▸ **WHAT YOU ARE ASKED TO DO**: Go through the data and say how many lines include the string "single"; return only the figure.
-- -- --
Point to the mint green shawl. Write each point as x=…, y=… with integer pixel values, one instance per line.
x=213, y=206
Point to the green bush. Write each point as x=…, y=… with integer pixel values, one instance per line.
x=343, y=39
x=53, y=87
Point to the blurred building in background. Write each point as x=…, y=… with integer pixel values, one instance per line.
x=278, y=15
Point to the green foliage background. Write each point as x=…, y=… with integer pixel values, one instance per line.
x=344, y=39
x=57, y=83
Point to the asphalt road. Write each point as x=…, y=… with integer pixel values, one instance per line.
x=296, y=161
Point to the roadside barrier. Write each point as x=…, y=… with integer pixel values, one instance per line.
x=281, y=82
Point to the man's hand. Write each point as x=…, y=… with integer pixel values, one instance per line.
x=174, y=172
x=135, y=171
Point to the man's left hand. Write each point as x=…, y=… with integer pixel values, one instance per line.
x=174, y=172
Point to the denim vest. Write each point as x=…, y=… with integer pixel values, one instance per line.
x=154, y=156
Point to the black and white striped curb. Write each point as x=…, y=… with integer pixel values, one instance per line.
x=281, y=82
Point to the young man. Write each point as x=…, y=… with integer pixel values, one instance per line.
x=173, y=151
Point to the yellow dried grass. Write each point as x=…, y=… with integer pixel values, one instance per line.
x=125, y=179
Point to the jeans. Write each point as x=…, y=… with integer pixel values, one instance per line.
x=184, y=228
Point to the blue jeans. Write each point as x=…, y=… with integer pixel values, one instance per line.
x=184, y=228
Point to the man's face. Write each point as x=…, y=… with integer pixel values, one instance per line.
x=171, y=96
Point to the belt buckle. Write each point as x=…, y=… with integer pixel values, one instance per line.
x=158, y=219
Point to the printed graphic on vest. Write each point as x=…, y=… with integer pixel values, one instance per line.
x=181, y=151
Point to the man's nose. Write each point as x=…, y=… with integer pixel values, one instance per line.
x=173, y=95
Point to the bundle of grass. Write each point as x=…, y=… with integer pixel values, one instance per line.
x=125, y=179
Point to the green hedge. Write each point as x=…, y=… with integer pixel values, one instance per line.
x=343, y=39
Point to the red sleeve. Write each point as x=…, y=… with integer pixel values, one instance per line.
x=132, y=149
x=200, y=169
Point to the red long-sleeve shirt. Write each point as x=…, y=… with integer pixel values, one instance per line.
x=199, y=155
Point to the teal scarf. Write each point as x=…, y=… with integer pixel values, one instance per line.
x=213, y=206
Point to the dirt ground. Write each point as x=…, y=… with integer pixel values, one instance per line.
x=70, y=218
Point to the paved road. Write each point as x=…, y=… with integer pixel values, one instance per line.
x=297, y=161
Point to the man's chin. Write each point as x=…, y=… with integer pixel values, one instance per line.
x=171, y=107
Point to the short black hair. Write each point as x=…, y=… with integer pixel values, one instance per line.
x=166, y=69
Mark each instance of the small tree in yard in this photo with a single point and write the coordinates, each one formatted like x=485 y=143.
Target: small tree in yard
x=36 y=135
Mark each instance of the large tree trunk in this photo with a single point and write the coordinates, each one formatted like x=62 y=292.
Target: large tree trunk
-- -- --
▸ **TASK ANSWER**: 2